Spatial localization data:
------------------------------------------------------------

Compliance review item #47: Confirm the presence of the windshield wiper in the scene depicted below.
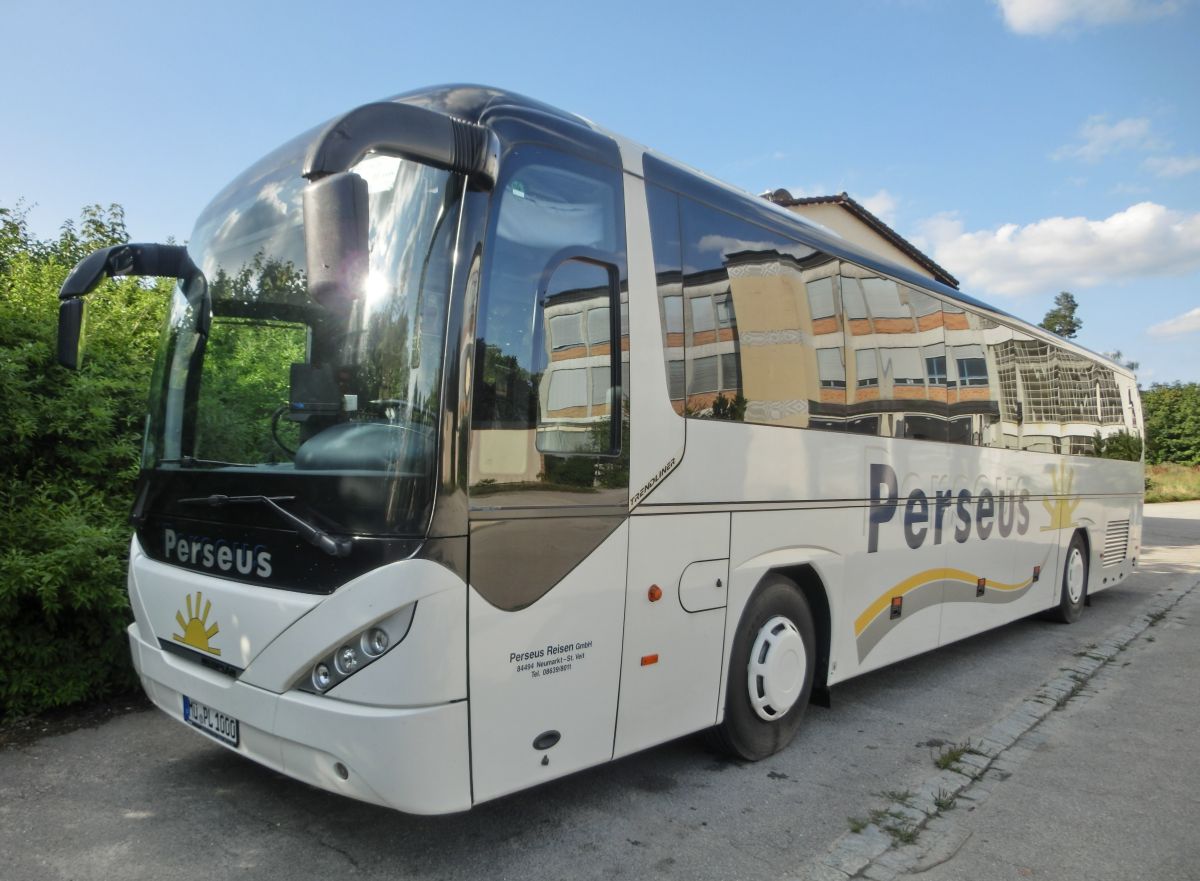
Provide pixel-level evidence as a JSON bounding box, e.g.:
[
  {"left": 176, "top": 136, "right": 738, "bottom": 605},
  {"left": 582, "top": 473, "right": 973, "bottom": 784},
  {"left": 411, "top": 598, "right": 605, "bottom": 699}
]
[{"left": 179, "top": 494, "right": 352, "bottom": 557}]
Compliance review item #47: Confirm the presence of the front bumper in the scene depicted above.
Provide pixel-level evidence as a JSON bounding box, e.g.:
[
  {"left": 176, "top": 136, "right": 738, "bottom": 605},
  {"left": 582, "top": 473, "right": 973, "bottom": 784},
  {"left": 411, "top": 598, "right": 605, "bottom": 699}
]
[{"left": 129, "top": 622, "right": 471, "bottom": 815}]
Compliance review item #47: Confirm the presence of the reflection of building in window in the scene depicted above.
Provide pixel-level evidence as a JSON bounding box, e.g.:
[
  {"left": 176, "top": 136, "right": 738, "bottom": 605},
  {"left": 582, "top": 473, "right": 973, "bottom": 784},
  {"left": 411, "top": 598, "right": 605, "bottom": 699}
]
[
  {"left": 924, "top": 344, "right": 947, "bottom": 387},
  {"left": 988, "top": 332, "right": 1126, "bottom": 455},
  {"left": 763, "top": 189, "right": 960, "bottom": 288},
  {"left": 954, "top": 345, "right": 989, "bottom": 385},
  {"left": 855, "top": 349, "right": 879, "bottom": 387},
  {"left": 679, "top": 271, "right": 743, "bottom": 415},
  {"left": 649, "top": 185, "right": 1138, "bottom": 454},
  {"left": 538, "top": 284, "right": 614, "bottom": 452},
  {"left": 817, "top": 348, "right": 846, "bottom": 388}
]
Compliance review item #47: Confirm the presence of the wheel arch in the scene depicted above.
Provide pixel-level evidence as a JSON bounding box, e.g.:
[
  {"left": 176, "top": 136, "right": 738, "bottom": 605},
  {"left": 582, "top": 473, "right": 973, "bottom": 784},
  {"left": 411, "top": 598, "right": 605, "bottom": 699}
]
[
  {"left": 1072, "top": 526, "right": 1093, "bottom": 604},
  {"left": 724, "top": 547, "right": 841, "bottom": 722},
  {"left": 768, "top": 564, "right": 833, "bottom": 707}
]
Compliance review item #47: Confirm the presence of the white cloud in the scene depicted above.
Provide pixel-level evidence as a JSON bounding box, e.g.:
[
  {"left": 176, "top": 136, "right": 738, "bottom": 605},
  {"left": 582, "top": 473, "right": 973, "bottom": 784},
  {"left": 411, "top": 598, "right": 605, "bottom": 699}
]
[
  {"left": 1144, "top": 154, "right": 1200, "bottom": 177},
  {"left": 914, "top": 202, "right": 1200, "bottom": 297},
  {"left": 1053, "top": 116, "right": 1162, "bottom": 162},
  {"left": 859, "top": 189, "right": 898, "bottom": 226},
  {"left": 1148, "top": 307, "right": 1200, "bottom": 337},
  {"left": 997, "top": 0, "right": 1181, "bottom": 35}
]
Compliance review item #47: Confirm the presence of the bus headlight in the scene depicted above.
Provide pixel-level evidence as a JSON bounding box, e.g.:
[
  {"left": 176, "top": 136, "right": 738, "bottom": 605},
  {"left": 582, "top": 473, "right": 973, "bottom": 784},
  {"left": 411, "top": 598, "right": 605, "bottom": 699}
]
[
  {"left": 334, "top": 645, "right": 360, "bottom": 676},
  {"left": 300, "top": 603, "right": 416, "bottom": 694},
  {"left": 361, "top": 628, "right": 389, "bottom": 658},
  {"left": 312, "top": 662, "right": 333, "bottom": 691}
]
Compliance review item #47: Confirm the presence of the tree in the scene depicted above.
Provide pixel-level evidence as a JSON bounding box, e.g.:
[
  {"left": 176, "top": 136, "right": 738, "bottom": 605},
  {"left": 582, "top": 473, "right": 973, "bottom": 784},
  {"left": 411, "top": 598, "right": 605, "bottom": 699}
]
[
  {"left": 0, "top": 202, "right": 170, "bottom": 717},
  {"left": 1141, "top": 382, "right": 1200, "bottom": 466},
  {"left": 1039, "top": 291, "right": 1082, "bottom": 339},
  {"left": 1103, "top": 349, "right": 1139, "bottom": 373}
]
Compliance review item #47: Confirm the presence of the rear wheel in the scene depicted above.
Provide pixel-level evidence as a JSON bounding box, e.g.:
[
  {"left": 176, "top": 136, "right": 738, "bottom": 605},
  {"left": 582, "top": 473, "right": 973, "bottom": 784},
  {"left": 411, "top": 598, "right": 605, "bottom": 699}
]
[
  {"left": 710, "top": 576, "right": 816, "bottom": 761},
  {"left": 1050, "top": 533, "right": 1089, "bottom": 624}
]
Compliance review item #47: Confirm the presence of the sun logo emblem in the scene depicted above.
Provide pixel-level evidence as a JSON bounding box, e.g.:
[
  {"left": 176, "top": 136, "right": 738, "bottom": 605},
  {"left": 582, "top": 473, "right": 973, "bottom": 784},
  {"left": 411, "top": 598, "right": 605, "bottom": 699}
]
[
  {"left": 172, "top": 591, "right": 221, "bottom": 656},
  {"left": 1041, "top": 462, "right": 1081, "bottom": 532}
]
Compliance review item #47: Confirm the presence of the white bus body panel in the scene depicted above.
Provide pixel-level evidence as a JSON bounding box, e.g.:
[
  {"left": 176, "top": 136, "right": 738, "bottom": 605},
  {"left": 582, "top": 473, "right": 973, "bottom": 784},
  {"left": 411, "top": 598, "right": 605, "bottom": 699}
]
[
  {"left": 468, "top": 523, "right": 629, "bottom": 805},
  {"left": 614, "top": 513, "right": 728, "bottom": 758},
  {"left": 126, "top": 538, "right": 472, "bottom": 814},
  {"left": 129, "top": 548, "right": 320, "bottom": 671},
  {"left": 641, "top": 419, "right": 1143, "bottom": 690}
]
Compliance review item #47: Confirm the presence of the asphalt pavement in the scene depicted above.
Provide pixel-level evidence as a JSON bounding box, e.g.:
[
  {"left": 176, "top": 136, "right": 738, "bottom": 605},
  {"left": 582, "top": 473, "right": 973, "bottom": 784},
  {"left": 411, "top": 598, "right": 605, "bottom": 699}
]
[
  {"left": 900, "top": 501, "right": 1200, "bottom": 880},
  {"left": 1, "top": 502, "right": 1196, "bottom": 881}
]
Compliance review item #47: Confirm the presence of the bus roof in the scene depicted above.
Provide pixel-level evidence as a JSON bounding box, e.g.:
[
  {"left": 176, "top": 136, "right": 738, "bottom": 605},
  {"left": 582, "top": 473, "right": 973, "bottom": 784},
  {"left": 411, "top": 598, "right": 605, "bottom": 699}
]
[{"left": 384, "top": 85, "right": 1132, "bottom": 379}]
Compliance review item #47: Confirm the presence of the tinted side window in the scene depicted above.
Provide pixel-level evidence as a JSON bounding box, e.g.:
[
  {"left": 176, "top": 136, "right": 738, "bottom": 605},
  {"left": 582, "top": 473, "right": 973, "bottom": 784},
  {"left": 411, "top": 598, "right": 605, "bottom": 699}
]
[
  {"left": 939, "top": 304, "right": 1000, "bottom": 447},
  {"left": 679, "top": 198, "right": 826, "bottom": 425},
  {"left": 841, "top": 268, "right": 948, "bottom": 441}
]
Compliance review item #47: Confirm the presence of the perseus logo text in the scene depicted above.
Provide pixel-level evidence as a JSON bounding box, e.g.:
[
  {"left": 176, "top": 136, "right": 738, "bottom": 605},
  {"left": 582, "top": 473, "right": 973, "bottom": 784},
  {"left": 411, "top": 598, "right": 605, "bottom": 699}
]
[
  {"left": 163, "top": 528, "right": 273, "bottom": 578},
  {"left": 868, "top": 463, "right": 1031, "bottom": 553}
]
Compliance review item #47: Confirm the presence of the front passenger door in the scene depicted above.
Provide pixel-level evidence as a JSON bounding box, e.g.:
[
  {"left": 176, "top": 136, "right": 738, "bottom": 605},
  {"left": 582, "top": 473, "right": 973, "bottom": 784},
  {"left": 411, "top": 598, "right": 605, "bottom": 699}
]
[{"left": 466, "top": 144, "right": 631, "bottom": 804}]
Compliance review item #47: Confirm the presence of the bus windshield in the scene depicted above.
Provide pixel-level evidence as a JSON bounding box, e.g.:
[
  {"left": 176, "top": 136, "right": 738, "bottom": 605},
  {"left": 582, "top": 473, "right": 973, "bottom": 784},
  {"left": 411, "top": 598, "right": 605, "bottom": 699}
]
[{"left": 143, "top": 133, "right": 463, "bottom": 536}]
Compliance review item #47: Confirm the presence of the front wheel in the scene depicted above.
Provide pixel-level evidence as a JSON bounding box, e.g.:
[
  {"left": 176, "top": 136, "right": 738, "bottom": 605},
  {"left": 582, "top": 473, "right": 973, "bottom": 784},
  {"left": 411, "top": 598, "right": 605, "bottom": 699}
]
[
  {"left": 710, "top": 576, "right": 816, "bottom": 761},
  {"left": 1049, "top": 533, "right": 1089, "bottom": 624}
]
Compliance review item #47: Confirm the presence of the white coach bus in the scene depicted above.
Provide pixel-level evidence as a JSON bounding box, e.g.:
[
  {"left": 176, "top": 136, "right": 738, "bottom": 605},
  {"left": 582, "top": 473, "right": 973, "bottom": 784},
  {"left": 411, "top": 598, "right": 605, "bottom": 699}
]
[{"left": 57, "top": 86, "right": 1143, "bottom": 814}]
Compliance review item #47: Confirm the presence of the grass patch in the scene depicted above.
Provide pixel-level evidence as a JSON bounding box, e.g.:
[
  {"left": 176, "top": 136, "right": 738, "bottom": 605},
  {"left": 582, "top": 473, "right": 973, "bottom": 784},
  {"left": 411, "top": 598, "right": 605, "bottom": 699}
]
[
  {"left": 848, "top": 816, "right": 868, "bottom": 834},
  {"left": 1145, "top": 464, "right": 1200, "bottom": 503},
  {"left": 867, "top": 807, "right": 920, "bottom": 844},
  {"left": 933, "top": 741, "right": 980, "bottom": 770},
  {"left": 934, "top": 788, "right": 957, "bottom": 812}
]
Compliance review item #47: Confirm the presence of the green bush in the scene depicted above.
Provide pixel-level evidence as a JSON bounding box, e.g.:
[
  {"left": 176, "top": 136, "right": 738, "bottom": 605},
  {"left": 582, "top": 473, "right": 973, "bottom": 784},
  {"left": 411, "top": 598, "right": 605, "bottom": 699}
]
[
  {"left": 1142, "top": 382, "right": 1200, "bottom": 466},
  {"left": 0, "top": 204, "right": 169, "bottom": 718},
  {"left": 1092, "top": 429, "right": 1143, "bottom": 461}
]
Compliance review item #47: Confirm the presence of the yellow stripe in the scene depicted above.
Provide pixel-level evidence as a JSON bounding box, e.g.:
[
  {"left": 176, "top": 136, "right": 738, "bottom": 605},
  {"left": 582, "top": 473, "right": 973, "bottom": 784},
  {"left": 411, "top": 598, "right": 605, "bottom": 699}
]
[{"left": 854, "top": 567, "right": 1033, "bottom": 636}]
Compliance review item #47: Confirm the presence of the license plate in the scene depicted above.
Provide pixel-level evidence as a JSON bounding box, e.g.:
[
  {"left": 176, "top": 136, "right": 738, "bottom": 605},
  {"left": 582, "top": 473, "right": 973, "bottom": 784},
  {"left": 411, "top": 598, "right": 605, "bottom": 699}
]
[{"left": 182, "top": 695, "right": 240, "bottom": 747}]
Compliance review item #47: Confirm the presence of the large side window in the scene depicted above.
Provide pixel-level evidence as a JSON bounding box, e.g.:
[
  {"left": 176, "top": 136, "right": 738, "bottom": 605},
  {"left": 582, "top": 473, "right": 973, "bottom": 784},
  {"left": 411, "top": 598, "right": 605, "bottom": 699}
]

------------------------------------------------------------

| Problem description |
Show the lines in the entries above that include the string "front".

| Response |
Compliance review item #47: Confirm the presence of the front bumper in the scene depicted above.
Compliance review item #47: Confirm the presence of the front passenger door in the scene depicted above.
Compliance review item #47: Confirm the presence of the front wheel in the scene depicted above.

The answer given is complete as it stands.